Listing >>
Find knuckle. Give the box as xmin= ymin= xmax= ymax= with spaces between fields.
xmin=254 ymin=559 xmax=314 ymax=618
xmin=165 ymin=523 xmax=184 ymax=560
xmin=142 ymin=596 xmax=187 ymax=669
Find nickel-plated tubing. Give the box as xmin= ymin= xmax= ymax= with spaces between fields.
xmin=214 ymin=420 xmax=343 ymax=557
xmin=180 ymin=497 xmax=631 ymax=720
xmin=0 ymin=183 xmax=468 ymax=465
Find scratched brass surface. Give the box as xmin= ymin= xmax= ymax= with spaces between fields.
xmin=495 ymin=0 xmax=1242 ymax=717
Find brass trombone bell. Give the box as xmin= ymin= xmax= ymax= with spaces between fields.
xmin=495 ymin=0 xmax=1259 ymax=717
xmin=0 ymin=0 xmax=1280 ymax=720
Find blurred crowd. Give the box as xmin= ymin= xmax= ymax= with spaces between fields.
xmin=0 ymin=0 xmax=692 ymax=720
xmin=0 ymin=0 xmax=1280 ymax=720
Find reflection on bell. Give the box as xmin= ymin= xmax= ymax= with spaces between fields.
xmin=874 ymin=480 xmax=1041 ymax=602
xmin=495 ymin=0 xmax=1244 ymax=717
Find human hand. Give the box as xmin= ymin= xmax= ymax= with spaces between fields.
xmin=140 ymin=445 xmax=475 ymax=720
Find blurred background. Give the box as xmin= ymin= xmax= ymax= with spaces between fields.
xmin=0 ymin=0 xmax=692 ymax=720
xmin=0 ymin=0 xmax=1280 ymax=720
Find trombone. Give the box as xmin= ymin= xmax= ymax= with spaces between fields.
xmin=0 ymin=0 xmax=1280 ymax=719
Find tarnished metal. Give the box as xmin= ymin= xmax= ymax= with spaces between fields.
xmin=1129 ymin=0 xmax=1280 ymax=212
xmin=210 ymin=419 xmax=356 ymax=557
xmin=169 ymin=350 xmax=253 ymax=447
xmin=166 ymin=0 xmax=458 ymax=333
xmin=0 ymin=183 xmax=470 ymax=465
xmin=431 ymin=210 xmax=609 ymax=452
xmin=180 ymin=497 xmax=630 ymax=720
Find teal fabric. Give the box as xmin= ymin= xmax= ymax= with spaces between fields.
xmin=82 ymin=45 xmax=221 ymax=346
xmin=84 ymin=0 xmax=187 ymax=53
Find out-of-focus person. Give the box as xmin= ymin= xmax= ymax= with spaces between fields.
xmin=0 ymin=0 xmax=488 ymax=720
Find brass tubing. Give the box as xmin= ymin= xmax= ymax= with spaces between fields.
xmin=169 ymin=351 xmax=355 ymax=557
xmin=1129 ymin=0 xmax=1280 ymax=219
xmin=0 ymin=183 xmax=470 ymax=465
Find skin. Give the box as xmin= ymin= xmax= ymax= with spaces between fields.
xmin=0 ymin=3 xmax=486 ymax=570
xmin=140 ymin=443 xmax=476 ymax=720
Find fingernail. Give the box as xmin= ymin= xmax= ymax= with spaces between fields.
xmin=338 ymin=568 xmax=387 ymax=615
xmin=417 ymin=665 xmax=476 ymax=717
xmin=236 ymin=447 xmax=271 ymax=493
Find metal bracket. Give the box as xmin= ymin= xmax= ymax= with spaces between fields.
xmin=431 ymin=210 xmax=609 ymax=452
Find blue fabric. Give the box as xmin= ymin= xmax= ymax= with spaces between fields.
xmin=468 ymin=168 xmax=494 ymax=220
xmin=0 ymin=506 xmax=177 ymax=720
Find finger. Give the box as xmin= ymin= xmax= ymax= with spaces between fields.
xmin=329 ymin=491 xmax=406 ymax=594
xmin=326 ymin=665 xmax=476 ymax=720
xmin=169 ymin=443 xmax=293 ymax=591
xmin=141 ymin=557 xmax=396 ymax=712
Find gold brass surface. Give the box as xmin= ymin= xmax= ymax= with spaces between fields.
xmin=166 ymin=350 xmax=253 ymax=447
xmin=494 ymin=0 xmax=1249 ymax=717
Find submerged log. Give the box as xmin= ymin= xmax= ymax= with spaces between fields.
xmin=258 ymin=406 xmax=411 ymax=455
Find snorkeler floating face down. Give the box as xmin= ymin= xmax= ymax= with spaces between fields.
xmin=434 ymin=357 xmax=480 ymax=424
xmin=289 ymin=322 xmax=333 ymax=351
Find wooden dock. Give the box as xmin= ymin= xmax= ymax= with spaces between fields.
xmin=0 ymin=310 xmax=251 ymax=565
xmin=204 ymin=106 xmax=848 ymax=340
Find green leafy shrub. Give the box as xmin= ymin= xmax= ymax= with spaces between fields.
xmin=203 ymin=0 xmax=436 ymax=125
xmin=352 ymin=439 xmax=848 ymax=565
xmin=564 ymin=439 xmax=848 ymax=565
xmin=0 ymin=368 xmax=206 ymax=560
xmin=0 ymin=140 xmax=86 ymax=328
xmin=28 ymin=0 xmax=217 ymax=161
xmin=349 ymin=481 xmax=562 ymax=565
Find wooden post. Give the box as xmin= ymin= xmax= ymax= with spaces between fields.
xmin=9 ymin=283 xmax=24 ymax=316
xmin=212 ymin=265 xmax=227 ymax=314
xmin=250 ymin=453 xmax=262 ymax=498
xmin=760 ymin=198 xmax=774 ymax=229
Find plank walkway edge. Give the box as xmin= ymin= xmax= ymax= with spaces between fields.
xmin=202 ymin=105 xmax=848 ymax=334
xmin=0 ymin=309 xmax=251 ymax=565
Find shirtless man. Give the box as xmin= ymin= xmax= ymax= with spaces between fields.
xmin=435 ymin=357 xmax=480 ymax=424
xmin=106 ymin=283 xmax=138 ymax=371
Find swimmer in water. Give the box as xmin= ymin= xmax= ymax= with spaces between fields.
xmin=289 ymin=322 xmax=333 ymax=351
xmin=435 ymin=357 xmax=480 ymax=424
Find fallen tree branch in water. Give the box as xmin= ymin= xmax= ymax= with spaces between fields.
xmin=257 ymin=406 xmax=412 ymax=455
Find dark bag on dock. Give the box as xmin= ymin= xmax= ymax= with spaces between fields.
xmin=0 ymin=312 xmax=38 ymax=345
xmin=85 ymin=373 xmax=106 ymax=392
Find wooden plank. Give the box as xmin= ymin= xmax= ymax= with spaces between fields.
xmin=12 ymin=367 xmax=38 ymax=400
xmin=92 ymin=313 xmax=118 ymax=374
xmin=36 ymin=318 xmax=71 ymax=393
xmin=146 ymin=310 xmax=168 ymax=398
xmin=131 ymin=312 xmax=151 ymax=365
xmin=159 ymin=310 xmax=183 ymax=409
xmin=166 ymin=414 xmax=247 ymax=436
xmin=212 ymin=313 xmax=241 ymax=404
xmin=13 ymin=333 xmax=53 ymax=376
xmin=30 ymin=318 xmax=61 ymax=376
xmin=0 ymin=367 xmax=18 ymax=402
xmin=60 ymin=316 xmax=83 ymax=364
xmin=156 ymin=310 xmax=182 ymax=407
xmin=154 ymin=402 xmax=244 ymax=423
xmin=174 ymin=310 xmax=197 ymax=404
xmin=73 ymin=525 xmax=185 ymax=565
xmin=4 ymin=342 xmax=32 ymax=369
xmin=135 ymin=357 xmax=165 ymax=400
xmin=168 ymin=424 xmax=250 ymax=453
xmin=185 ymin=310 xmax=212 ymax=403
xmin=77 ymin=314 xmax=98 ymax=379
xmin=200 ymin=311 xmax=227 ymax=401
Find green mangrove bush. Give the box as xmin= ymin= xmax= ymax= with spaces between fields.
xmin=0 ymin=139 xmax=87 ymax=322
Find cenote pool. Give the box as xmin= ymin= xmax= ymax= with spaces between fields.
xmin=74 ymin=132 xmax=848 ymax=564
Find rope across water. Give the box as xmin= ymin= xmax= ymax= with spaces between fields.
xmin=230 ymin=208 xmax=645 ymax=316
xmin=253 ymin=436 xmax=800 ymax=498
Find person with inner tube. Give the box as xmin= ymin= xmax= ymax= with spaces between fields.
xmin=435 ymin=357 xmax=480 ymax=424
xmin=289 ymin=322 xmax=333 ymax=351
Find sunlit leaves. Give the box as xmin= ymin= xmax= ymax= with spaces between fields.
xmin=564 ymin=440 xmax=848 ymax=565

Your objective >>
Return the lines from the line with "Find fallen tree" to the line with "xmin=85 ymin=373 xmax=106 ymax=392", both included, copying each one exactly and giving nothing else.

Result >>
Find fallen tree branch in water. Give the box as xmin= ymin= xmax= ymax= with spaces between fields.
xmin=257 ymin=406 xmax=412 ymax=455
Find dark bag on dock. Give the box as xmin= ymin= xmax= ymax= with spaces between fields.
xmin=0 ymin=312 xmax=38 ymax=345
xmin=85 ymin=373 xmax=106 ymax=392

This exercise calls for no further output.